Rewrite the material between the lines holding "--target fine sand grain" and "555 313 L 559", inclusive, swapping "fine sand grain" for "coarse sand grain" and leaving everything else unchanged.

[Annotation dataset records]
------------------------------------

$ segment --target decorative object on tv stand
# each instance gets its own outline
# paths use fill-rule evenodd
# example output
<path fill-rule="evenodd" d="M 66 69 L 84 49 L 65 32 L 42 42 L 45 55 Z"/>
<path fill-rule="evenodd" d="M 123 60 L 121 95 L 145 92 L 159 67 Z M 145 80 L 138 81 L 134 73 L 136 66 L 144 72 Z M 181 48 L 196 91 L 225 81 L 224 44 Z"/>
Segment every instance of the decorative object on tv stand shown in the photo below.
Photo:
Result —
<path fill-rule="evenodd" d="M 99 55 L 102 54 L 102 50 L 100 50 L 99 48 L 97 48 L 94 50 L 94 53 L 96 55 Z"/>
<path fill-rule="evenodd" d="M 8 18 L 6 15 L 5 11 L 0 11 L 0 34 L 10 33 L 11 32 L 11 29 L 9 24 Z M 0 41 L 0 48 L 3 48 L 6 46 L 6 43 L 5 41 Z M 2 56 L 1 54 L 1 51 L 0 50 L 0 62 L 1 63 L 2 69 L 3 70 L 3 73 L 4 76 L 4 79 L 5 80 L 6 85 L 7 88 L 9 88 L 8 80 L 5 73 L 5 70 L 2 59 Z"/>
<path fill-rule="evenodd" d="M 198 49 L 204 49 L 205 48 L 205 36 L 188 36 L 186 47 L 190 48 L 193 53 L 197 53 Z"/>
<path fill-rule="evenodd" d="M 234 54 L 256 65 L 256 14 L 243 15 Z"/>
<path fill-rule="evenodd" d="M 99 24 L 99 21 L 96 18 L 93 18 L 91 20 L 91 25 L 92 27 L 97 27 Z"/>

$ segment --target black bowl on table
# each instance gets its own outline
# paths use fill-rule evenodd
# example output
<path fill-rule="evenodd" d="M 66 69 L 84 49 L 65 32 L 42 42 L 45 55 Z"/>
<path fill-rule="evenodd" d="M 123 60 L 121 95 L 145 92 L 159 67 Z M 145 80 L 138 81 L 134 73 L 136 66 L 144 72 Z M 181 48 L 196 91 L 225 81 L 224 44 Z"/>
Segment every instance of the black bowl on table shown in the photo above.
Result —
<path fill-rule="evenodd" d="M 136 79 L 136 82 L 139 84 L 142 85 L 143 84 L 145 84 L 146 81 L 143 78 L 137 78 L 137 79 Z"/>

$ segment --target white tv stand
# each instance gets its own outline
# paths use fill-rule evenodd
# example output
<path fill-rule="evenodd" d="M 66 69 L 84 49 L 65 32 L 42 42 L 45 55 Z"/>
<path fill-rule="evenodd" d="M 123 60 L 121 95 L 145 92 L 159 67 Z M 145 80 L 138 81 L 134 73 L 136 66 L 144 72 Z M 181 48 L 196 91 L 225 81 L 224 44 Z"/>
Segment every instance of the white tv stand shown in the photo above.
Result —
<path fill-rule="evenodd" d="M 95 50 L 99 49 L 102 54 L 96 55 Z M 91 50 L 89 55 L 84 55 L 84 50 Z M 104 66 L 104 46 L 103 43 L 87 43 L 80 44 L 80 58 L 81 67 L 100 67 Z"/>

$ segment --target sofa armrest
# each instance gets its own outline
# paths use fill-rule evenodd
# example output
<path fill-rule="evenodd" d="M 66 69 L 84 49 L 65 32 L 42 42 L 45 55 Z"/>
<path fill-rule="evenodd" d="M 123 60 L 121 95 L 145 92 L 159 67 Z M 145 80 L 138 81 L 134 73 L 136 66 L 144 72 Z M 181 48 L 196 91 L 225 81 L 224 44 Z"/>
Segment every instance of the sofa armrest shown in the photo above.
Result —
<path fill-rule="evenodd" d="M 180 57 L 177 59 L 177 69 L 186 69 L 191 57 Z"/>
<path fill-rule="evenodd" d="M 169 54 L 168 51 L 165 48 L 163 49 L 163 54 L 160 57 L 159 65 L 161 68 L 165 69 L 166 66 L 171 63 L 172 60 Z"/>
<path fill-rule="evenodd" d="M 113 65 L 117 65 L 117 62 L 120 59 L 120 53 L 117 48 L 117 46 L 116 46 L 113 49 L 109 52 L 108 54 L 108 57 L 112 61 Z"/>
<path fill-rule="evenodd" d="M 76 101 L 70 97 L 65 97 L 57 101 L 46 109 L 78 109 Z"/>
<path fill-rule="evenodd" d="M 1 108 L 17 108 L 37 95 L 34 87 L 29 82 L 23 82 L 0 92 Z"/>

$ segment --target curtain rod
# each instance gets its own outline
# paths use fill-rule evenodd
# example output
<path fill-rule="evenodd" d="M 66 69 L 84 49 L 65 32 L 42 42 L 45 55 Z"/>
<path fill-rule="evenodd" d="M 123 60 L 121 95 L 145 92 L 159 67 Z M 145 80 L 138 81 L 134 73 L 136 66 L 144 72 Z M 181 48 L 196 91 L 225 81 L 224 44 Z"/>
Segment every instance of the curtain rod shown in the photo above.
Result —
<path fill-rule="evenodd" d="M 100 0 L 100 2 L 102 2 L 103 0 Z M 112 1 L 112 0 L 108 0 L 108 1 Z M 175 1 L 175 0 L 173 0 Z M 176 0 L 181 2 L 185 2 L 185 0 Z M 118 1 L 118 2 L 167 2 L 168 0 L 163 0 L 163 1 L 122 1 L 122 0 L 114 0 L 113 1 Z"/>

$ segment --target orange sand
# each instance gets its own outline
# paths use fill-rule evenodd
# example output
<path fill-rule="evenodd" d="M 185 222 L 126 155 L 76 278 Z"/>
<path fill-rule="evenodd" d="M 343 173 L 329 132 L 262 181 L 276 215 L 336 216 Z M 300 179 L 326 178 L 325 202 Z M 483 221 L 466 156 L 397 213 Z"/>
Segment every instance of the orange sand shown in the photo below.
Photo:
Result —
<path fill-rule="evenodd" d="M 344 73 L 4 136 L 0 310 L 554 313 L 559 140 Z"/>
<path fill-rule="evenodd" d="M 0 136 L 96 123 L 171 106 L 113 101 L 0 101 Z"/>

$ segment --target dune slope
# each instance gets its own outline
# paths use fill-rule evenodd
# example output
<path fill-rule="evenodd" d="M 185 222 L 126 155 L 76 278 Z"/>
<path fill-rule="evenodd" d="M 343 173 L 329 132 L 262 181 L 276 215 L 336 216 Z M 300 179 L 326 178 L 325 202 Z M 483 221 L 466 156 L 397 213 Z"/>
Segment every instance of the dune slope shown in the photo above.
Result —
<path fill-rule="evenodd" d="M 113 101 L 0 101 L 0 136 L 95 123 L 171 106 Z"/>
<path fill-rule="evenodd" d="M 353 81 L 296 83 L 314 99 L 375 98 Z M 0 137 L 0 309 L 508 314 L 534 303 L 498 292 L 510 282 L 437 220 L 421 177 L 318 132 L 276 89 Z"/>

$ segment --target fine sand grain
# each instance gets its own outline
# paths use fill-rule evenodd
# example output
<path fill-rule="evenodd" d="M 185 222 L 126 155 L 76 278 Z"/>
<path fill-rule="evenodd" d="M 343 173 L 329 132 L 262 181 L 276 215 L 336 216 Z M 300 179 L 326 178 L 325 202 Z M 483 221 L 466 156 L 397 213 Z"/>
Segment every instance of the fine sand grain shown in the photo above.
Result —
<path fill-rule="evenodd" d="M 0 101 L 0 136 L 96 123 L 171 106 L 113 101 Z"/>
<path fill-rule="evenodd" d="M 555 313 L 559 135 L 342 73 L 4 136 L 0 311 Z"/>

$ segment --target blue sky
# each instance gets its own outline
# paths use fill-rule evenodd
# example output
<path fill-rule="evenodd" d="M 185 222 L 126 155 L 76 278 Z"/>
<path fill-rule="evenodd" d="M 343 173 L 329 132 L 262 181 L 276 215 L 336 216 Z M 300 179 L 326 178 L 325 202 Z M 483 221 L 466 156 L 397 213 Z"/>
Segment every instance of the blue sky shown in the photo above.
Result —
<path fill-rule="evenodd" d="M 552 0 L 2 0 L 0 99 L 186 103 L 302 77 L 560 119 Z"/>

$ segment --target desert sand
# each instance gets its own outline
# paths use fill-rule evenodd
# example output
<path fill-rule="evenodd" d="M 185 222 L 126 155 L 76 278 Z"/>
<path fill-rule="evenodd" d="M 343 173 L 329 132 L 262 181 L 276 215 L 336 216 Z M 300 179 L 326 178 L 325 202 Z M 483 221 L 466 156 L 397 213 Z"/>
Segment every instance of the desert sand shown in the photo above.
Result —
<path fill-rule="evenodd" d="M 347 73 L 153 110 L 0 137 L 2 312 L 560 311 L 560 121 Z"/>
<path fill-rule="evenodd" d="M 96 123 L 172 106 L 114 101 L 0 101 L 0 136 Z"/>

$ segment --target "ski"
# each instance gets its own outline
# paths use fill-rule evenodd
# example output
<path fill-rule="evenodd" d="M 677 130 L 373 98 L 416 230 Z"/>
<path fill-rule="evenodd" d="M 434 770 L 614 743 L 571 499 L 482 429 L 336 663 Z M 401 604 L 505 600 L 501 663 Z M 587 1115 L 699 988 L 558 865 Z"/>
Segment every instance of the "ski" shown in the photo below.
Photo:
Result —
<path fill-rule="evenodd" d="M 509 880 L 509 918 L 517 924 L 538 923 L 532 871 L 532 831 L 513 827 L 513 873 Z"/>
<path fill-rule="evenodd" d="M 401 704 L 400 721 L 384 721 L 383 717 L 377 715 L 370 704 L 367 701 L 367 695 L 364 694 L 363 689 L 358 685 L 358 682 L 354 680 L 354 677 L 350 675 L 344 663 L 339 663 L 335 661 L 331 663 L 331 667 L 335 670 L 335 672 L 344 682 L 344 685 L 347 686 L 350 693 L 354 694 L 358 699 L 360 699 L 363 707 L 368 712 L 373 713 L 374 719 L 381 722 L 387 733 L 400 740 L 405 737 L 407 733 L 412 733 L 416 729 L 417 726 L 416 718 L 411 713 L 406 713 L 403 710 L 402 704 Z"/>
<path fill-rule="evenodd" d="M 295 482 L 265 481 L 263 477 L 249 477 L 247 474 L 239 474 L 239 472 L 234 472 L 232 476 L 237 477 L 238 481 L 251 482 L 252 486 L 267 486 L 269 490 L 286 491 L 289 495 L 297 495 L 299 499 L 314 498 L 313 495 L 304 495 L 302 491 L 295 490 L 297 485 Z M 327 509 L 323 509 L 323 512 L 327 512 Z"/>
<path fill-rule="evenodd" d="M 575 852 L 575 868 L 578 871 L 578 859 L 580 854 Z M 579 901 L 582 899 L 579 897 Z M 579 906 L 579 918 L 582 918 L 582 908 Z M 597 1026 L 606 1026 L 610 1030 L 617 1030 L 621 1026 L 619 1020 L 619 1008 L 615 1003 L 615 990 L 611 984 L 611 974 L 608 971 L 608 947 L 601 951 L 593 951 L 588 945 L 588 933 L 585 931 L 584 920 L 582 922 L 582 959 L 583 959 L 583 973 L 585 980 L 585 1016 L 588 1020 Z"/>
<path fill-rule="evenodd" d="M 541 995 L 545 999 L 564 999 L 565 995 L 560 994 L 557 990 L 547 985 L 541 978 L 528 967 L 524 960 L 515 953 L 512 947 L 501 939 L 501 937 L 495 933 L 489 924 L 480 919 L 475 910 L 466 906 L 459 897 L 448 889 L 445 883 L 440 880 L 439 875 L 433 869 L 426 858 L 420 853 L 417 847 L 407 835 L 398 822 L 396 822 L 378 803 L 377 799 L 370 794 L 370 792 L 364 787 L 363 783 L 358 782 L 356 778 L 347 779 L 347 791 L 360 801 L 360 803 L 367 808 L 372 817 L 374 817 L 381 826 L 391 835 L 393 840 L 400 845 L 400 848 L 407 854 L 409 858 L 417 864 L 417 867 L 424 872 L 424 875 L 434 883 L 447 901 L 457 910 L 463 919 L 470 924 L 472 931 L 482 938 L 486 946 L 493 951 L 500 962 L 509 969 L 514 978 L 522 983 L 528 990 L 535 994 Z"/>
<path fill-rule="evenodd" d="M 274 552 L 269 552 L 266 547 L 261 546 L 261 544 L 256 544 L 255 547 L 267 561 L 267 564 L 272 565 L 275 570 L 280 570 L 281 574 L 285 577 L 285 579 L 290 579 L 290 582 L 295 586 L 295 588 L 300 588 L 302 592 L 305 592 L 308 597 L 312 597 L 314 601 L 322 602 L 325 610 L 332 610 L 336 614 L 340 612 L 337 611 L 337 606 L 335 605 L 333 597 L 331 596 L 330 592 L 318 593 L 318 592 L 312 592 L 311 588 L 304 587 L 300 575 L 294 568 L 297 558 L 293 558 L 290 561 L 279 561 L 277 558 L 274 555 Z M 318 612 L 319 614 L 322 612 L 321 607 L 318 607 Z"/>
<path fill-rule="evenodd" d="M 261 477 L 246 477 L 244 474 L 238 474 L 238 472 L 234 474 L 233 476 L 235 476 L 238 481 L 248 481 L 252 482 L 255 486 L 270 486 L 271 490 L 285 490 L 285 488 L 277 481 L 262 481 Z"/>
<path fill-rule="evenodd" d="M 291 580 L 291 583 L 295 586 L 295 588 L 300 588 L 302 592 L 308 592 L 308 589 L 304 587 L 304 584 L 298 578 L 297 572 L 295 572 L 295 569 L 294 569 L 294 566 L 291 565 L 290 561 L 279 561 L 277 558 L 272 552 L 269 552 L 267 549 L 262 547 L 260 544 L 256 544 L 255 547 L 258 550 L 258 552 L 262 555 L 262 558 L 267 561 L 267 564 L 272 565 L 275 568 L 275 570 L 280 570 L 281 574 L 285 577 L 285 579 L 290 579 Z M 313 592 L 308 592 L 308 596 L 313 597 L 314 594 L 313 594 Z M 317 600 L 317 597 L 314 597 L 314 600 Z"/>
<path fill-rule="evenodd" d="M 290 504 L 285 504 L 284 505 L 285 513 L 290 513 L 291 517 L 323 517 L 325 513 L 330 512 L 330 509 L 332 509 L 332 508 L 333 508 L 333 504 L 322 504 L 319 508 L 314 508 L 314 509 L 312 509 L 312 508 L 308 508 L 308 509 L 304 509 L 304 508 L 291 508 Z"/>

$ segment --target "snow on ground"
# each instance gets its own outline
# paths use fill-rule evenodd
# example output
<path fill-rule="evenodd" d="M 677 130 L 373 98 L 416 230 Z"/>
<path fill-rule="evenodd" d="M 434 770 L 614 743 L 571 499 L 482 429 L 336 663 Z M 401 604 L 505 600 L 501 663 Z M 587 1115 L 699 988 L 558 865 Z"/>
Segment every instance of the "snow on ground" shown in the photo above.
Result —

------------------------------------

* _Exercise answer_:
$ segment --target coarse sand grain
# each instance gets its own outline
# paths use fill-rule evenodd
# example output
<path fill-rule="evenodd" d="M 185 222 L 126 155 L 76 278 Z"/>
<path fill-rule="evenodd" d="M 343 173 L 329 132 L 262 181 L 276 215 L 336 216 Z M 300 179 L 326 178 L 325 202 Z M 483 221 L 466 156 L 397 213 Z"/>
Segment every instance of the coarse sand grain shown in the photo above.
Result —
<path fill-rule="evenodd" d="M 0 101 L 0 136 L 96 123 L 171 106 L 113 101 Z"/>
<path fill-rule="evenodd" d="M 555 313 L 559 135 L 342 73 L 4 136 L 0 311 Z"/>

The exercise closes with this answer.